From the first line to the last, repeat the data below exactly.

"""

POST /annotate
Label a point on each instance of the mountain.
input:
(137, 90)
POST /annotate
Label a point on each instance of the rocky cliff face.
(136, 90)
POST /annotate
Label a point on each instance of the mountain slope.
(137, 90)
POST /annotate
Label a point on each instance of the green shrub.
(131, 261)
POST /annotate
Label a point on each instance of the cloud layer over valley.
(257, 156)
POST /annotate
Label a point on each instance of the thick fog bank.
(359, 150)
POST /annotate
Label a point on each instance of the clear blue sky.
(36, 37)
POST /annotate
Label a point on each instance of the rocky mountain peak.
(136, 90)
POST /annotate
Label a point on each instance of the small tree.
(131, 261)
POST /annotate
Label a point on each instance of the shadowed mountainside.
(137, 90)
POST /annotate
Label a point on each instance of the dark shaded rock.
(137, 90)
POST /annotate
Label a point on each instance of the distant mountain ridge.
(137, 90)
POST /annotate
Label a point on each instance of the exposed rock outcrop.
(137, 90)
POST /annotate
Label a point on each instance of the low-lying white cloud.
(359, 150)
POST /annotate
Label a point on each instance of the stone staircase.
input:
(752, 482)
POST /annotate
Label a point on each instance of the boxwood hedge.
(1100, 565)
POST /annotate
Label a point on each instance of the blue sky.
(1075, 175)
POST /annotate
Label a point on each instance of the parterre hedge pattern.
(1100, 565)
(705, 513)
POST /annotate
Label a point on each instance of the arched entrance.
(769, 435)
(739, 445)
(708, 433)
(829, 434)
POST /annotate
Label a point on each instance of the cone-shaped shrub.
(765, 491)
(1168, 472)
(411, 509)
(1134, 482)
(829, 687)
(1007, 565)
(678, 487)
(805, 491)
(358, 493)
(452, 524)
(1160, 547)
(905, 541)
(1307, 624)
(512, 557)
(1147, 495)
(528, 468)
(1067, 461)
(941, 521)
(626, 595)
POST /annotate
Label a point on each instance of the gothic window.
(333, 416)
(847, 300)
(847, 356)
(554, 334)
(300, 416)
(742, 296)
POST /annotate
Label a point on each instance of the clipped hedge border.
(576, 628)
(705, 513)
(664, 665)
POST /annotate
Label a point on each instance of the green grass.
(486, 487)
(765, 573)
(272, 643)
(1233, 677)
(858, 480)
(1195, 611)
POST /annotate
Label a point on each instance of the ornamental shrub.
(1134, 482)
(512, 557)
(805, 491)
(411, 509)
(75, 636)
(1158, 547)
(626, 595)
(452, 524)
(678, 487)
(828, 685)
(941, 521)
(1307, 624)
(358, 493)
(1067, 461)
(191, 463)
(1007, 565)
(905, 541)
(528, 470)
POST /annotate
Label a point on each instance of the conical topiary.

"""

• [Completed exercise]
POST /annotate
Label a point on each instance of the mountain.
input:
(137, 90)
POST /annotate
Label a point on each instance of the rocky cliff face.
(136, 90)
POST /annotate
Label a point on each instance of the mountain slope.
(137, 90)
POST /annotate
Label a point on each instance of the green shrub.
(131, 261)
POST /annotate
Label a point on each instance of the cloud layer over valley.
(257, 156)
POST /annotate
Label a point on each instance of the thick fog bank.
(359, 150)
POST /annotate
Label a point on each instance of the clear blue sky.
(36, 37)
POST /annotate
Label a point on each instance of the rocky mountain peak.
(136, 90)
POST /annotate
Label a point on each instance of the small tree.
(131, 261)
POST /annotate
Label a point on each instance of the shadowed mountainside.
(137, 90)
POST /annotate
Label a point on each instance of the dark shaded rock.
(137, 90)
POST /annotate
Label a point on each instance of the distant mountain ridge.
(137, 90)
POST /annotate
Label a point on each instance of the exposed rock outcrop.
(137, 90)
POST /annotate
Label a point on each instance of the low-lying white cloud.
(359, 150)
POST /annotate
Label a point on each instance of the stone staircase.
input:
(752, 482)
POST /annotate
Label a point on each instance of the boxwood hedge.
(1100, 565)
POST /annotate
Label a point on each instance of the blue sky.
(1075, 175)
POST /annotate
Label a point on each instance of the parterre hedge pattern.
(1100, 565)
(705, 513)
POST /annotate
Label a point on each instance of the arched entrance.
(769, 435)
(739, 445)
(708, 433)
(829, 434)
POST /annotate
Label a point on each instance of the cone-shaped shrub.
(765, 491)
(1168, 472)
(411, 509)
(1134, 482)
(829, 687)
(1007, 565)
(678, 487)
(805, 491)
(358, 493)
(452, 524)
(1160, 547)
(905, 541)
(1307, 624)
(512, 557)
(1147, 495)
(528, 468)
(1067, 461)
(941, 521)
(626, 595)
POST /annotate
Label a point on each instance of the gothic window.
(333, 416)
(847, 300)
(847, 356)
(554, 334)
(300, 416)
(742, 296)
POST /annotate
Label a point on each instance of the clipped hedge border.
(576, 628)
(705, 513)
(664, 665)
POST /annotate
Label a point on each instance of the green grass.
(486, 487)
(765, 573)
(272, 643)
(1233, 677)
(858, 480)
(1195, 611)
POST /annotate
Label a point on each instance of the ornamental shrub.
(1134, 482)
(512, 557)
(805, 491)
(411, 509)
(75, 636)
(1158, 547)
(626, 595)
(452, 524)
(678, 487)
(828, 685)
(941, 521)
(1307, 624)
(358, 493)
(1067, 461)
(191, 463)
(1007, 565)
(905, 541)
(528, 470)
POST /annotate
Label a point on each instance of the conical topiary.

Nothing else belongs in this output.